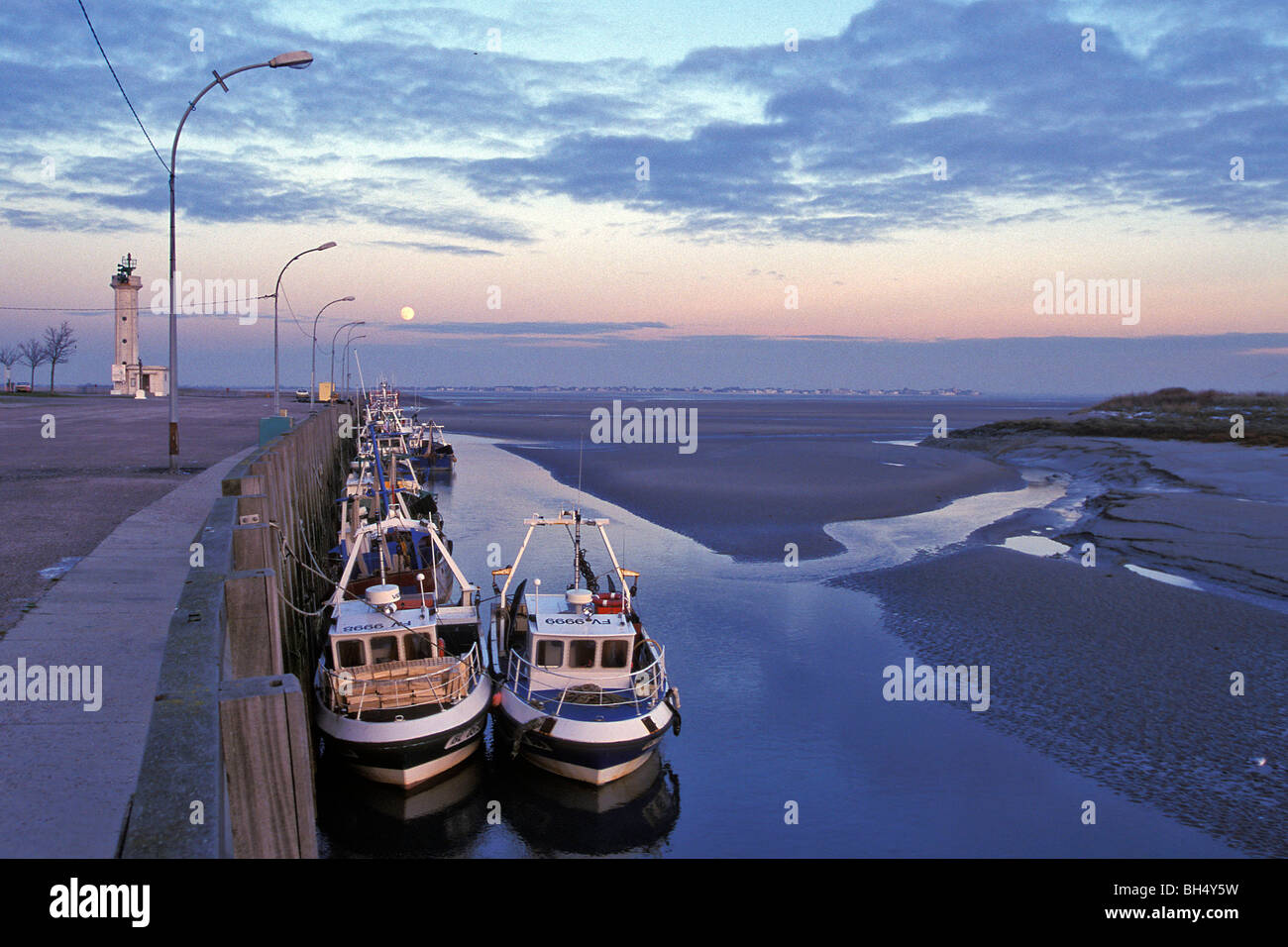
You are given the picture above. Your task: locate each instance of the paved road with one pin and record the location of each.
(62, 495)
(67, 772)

---

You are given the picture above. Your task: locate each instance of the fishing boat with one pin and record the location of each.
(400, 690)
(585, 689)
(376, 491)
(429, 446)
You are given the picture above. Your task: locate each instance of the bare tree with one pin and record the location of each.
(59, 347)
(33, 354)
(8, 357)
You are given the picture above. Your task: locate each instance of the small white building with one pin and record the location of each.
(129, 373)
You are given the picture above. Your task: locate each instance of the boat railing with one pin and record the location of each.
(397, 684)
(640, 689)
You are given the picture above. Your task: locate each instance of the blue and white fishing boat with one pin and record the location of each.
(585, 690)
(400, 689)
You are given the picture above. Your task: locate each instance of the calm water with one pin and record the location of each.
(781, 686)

[WHAT THIS TASK INVOLVES]: Show each line of the records above that contains the word "white".

[RESULT]:
You are given the picture above. Your task: locate each instance of the small white building with one pin and record the location of each.
You are given the picture above. Your task: locate each instance of the blue and white fishing boat with one pin and record the location of each.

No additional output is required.